Text shown ->
(begin)

Comments 25 comments

  • Member #354383 / about 11 years ago / 2

    Are you guys stalking me? How'd you know I decided to work on my IOIO IR remote replacement project for my RGB LED strips in my room yesterday? I've been researching how to make an app for Android to let me control my LEDs (and potentially my PC if I can figure out how to wake my computer with IR).

  • I'm sorry, I can't help it. This in the background just works for me.

  • Member #115584 / about 11 years ago / 2

    Why does the polarizing filter make the IR light visible to the camera?

    • Kratz / about 11 years ago / 3

      As far as I know, most IR light is always visible to electronic cameras. For instance, point your TV remote at your phone/webcam/etc, and you should see the signal.

      • Member #115584 / about 11 years ago / 2

        In the video, it was stated that the IR was not visible to "Greg's really fancy camera" until a pair of polarizing sunglasses were introduced. It was also stated that the cell phone camera worked because it contains a polarizing filter. I wish this had been explained. I suspect that something other than polarization is going on here.

        • Miskatonic / about 11 years ago / 1

          It may have to do with the response of the CCD in the camera. I suspect that a really good camera has a CCD that is sensitve across a wider spectrum and less likely to pick up infrared. This is a guess.

          • Member #412006 / about 11 years ago / 1

            Sheet polarizers are designed to work for a specific wavelength range - for sunglasses, this is understandably "visible" (400-700nm or thereabouts). In the IR, this polarizer likely has higher transmission, essentially acting like a longpass filter. As an example, check out this commercically available polarizer:http://www.thorlabs.com/NewGroupPage9.cfm?ObjectGroup_ID=4984 . Transmission increases drastically after 800nm from 40% to 90%.

          • Kamiquasi / about 11 years ago / 1

            They're most likely CMOS sensors, but that's not too important for IR (for UV photography, a CCD is preferred). It is likely that the 'really fancy camera' has a better IR cut-off filter (find a SONY with 'nightshot' mode, that flips the IR filter out of the way without the hassle of manually removing one) which would attenuate the IR reaching the sensor better.

            The LEDs used were stated to be 940nm, which is already more efficiently blocked than 850nm (try an 850 on the 'really fancy camera').

            The bit that perplexed me, though (and thus upvotes for those above), is why a polarizing filter made a difference. While the polarizing filter (there's probably not one in the cellphone camera - if there is, you'd readily notice this by pointing it at an LCD screen and rotating the phone, or at 90 degree angles to a clear sky with a low sun) may have affected the view of the LED itself in some circumstances (showing stresses in the plastic, for example), I can't think of any way that the emitted IR, once filtered for polarization (and I'm not sure it's still polarized once it exits the other end of the sunglasses) would cause it to display on the camera where without such polarization filtering it would not. If anything, without that polarization it should be more readily visible. So the question would be whether there's some frequency shift going on (http://www.hindsinstruments.com/wp-content/uploads/Polarized_Light_and_Its_Interaction.pdf page 16 is fascinating, but unless you hid a rotating waveplate somewhere..), or whether the camera's internals throw a fit about polarization (because reasons, that's why), or...?

(end)

Provided material ->
(begin)

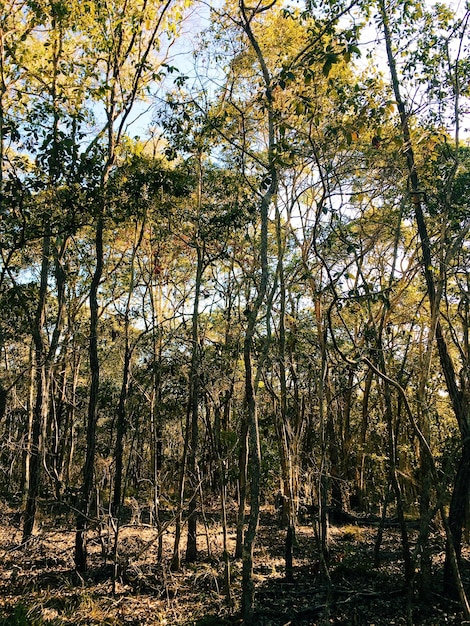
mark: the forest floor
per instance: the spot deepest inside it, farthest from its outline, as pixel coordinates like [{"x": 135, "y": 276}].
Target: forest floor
[{"x": 38, "y": 583}]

(end)

Directives ->
1 > How would the comment thread's passage that opens with the words containing "As far as I" and closes with "see the signal." read if "TV remote" were switched to "IR remote"?
2 > According to the comment thread, why might a pair of polarizing sunglasses let infrared light through to the camera? Answer in one to three sentences.

Solutions to the problems ->
1 >
As far as I know, most IR light is always visible to electronic cameras. For instance, point your IR remote at your phone/webcam/etc, and you should see the signal.

2 > Sheet polarizers are designed for a specific wavelength range, which for sunglasses is the visible range of roughly 400-700nm. In the infrared, the polarizer likely has higher transmission and acts essentially like a longpass filter.